Source material below:
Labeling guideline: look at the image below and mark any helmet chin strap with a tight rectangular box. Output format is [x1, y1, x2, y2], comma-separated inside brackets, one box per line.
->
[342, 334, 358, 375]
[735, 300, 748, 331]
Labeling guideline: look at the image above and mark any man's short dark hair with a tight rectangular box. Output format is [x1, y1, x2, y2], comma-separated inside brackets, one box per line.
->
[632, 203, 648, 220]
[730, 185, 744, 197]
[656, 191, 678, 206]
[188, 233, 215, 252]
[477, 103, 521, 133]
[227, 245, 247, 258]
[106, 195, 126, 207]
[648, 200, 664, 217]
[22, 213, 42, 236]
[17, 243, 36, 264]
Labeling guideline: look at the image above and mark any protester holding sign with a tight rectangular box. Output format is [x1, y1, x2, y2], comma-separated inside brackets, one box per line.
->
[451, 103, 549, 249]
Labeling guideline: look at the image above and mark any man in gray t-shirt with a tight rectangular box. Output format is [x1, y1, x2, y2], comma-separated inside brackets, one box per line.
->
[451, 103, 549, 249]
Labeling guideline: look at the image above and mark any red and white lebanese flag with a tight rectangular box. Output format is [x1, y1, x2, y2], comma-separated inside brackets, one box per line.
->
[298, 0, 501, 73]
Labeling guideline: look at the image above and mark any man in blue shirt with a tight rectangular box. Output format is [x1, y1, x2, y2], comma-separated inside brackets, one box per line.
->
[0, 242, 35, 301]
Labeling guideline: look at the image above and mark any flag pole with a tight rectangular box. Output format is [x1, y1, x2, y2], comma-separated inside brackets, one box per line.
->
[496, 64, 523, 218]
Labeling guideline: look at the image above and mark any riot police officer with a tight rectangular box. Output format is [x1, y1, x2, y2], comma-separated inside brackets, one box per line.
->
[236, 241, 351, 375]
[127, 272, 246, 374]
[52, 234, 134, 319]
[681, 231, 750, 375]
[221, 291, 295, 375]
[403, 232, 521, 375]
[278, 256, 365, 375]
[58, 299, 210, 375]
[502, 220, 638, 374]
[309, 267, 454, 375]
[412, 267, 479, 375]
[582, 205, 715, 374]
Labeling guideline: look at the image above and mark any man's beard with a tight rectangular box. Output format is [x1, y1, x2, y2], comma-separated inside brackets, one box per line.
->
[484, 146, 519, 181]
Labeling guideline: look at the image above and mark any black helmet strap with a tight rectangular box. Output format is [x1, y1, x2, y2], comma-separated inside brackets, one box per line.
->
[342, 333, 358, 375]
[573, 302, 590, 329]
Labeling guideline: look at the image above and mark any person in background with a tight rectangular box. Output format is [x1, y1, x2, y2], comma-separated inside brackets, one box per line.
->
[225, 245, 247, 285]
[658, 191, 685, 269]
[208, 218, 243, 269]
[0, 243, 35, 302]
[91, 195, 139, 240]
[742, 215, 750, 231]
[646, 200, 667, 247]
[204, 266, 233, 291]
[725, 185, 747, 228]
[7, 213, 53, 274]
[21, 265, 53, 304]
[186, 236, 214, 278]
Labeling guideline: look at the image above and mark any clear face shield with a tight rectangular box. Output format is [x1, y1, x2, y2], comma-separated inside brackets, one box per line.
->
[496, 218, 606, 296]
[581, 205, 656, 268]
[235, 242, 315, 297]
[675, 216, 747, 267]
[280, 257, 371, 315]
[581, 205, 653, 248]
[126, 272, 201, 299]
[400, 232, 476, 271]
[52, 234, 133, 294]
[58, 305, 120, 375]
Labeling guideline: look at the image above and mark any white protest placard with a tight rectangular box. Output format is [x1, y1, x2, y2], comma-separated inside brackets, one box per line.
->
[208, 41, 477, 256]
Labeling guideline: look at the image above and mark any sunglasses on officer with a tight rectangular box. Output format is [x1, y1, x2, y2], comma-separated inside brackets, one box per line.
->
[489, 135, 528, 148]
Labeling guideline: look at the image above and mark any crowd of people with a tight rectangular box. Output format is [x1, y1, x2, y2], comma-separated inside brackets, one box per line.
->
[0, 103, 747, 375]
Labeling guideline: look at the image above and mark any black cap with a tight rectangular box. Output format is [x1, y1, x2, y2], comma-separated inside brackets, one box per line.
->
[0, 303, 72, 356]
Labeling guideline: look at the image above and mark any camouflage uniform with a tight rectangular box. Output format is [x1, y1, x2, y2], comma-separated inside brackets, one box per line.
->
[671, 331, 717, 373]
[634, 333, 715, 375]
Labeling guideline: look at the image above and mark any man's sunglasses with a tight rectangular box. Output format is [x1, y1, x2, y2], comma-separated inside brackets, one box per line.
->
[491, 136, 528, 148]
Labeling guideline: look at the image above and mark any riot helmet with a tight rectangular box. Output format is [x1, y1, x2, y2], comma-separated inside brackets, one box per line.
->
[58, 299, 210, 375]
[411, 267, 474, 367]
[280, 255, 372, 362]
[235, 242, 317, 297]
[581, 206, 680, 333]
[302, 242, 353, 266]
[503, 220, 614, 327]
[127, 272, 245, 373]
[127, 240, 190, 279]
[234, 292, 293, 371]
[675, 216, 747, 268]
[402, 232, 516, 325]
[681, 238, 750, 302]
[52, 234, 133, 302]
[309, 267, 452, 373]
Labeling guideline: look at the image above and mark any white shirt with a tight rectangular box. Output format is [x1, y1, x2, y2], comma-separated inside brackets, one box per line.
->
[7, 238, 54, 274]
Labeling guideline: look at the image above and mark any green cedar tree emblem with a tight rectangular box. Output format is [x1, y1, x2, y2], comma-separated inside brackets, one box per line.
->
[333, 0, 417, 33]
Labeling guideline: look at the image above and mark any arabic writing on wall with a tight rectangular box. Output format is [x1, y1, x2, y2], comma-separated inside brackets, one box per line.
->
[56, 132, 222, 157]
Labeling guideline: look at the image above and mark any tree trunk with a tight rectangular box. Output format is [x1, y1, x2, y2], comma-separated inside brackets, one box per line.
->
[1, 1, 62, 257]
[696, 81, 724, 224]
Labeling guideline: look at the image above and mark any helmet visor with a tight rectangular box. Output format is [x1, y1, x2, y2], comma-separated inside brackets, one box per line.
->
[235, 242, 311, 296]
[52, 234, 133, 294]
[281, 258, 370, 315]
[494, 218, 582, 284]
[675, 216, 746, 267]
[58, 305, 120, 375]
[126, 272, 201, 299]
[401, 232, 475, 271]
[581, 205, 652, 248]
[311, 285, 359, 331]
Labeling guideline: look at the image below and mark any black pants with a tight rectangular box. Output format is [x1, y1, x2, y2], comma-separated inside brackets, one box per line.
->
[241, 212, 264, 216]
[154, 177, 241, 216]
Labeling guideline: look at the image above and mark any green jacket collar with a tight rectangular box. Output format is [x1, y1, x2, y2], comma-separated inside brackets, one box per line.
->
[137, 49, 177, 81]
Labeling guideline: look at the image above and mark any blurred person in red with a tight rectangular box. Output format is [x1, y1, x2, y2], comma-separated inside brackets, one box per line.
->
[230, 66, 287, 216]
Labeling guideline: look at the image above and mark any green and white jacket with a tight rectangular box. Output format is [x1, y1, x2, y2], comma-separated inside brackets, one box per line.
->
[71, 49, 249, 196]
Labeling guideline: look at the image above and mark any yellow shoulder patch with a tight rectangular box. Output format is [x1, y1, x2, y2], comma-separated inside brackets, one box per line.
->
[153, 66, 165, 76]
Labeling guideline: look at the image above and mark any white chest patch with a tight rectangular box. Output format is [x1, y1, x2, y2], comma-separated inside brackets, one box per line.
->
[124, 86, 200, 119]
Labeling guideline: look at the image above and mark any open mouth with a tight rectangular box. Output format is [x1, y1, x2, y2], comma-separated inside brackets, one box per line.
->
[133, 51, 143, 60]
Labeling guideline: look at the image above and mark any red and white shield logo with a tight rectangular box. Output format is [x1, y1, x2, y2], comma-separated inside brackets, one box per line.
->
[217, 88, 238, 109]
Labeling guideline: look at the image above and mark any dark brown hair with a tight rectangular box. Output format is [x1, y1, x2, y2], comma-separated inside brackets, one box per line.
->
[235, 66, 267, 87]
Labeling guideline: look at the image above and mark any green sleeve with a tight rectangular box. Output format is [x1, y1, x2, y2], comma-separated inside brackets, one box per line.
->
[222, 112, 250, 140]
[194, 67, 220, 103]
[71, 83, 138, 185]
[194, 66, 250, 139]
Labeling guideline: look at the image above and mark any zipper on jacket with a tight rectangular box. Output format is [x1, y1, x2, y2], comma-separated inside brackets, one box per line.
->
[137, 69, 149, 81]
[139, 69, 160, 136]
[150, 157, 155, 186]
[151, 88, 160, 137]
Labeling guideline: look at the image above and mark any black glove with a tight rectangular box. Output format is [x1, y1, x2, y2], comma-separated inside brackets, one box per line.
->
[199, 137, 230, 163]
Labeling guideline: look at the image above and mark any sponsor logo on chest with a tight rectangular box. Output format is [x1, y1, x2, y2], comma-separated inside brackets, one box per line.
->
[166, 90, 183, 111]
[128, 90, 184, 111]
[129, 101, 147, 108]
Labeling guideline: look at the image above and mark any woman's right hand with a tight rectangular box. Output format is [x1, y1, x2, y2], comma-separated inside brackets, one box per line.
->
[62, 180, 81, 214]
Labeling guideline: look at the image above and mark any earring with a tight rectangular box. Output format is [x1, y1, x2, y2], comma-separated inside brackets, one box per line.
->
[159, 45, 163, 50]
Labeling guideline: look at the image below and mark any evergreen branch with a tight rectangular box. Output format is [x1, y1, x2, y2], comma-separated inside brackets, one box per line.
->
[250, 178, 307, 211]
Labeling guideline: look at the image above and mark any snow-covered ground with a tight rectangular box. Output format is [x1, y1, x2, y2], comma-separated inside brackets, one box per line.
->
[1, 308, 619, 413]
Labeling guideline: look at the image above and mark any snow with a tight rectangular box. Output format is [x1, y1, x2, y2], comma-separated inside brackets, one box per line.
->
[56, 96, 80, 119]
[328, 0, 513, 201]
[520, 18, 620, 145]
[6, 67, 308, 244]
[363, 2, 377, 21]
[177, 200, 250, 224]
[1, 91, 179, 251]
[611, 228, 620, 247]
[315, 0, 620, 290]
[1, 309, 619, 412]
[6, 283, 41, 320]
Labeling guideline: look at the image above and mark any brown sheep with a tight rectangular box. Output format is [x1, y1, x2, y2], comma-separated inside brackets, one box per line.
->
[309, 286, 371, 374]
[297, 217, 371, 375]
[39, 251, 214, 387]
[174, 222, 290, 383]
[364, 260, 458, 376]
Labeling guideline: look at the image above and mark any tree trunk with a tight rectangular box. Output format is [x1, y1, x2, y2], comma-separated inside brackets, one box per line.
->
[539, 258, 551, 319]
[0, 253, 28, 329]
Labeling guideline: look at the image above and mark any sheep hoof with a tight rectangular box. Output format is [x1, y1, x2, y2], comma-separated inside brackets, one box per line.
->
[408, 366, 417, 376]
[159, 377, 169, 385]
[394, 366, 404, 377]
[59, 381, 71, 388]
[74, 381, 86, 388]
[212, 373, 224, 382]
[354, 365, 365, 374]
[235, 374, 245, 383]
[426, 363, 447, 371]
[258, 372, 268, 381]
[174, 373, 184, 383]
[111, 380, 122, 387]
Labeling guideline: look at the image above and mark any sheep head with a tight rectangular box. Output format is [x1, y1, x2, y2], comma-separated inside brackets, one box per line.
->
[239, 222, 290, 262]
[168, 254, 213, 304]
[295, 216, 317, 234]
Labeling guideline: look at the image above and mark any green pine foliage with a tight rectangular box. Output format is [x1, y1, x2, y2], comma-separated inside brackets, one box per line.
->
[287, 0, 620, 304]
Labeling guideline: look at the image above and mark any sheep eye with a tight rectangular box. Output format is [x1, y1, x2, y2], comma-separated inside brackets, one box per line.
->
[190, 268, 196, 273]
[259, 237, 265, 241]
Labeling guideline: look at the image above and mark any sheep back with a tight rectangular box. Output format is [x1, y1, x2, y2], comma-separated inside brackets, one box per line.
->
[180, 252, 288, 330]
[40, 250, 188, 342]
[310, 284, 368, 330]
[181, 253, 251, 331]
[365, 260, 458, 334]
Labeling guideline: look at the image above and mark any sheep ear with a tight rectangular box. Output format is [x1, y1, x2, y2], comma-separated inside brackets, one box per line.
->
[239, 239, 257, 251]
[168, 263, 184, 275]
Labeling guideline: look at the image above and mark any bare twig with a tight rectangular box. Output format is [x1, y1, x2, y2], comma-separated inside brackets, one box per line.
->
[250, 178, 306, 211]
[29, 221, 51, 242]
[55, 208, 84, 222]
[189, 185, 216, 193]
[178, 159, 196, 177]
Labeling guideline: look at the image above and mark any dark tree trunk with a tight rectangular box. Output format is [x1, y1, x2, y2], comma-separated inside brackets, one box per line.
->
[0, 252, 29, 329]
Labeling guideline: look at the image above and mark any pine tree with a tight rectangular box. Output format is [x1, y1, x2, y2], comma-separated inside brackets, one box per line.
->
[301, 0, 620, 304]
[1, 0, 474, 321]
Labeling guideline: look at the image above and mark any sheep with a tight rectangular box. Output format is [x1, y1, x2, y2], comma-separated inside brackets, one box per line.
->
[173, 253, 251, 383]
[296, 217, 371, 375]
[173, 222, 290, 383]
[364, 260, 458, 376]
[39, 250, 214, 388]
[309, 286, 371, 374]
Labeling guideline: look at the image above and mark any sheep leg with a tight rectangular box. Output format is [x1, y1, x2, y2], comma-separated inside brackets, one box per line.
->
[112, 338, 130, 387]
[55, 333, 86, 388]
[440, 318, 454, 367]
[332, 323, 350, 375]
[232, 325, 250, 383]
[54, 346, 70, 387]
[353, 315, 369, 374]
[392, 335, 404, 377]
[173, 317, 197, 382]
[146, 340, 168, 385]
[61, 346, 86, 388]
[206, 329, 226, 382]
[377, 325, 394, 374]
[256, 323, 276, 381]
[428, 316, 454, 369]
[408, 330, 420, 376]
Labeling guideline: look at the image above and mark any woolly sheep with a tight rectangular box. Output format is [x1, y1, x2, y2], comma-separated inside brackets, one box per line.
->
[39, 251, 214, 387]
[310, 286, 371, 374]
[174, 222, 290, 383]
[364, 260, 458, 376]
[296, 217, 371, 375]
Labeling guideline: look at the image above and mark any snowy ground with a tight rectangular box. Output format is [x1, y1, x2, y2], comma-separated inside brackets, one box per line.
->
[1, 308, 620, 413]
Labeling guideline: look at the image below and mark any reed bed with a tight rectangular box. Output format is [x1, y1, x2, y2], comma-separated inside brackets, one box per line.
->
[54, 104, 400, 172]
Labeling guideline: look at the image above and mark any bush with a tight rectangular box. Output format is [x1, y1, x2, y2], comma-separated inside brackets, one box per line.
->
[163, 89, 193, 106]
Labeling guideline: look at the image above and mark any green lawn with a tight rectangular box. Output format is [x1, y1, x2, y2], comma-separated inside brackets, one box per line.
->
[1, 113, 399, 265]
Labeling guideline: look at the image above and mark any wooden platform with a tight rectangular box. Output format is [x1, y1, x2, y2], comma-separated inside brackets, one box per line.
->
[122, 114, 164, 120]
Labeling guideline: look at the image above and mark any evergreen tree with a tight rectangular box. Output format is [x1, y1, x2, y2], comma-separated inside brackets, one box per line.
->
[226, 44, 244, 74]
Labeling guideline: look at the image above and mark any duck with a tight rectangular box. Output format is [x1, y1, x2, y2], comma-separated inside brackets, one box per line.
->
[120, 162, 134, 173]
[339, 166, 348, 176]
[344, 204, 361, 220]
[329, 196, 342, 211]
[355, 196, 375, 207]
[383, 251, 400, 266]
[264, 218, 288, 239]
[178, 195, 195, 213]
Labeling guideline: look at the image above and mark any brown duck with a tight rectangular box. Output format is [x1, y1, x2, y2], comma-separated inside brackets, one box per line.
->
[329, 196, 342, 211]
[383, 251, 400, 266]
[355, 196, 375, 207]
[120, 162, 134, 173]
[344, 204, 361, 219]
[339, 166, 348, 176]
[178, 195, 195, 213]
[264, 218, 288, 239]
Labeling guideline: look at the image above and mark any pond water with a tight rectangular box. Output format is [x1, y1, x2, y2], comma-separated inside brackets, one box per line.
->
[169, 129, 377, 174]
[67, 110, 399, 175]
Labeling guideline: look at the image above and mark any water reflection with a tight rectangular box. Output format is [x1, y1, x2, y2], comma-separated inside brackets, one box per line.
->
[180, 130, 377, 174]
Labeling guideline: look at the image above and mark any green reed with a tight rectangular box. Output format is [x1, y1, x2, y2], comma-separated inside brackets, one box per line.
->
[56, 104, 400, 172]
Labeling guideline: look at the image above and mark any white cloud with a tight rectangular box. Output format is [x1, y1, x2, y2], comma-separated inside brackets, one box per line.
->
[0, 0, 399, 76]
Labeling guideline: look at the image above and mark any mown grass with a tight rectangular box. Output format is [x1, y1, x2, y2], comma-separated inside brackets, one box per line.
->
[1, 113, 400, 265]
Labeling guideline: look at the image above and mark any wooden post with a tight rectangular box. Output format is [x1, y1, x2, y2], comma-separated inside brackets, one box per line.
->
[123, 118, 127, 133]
End of Source material.
Assignment: Pull every line containing "shirt" out of the data above.

Solution to this exercise:
Labeling guideline: look at the image above and mark any man in gray t-shirt with a tight rectangular box. Output format is [x1, y1, x2, y2], comma-separated inside brackets, one box per line.
Labeling guideline: look at the image above and mark any man in blue shirt with a tight rectangular box. Output format is [x1, y1, x2, y2], comma-separated inside brackets, one box per line.
Labeling guideline: look at the image above and mark any white shirt with a tight rectangular box. Output format is [x1, y1, x2, y2], comma-separated inside brackets, one box per line.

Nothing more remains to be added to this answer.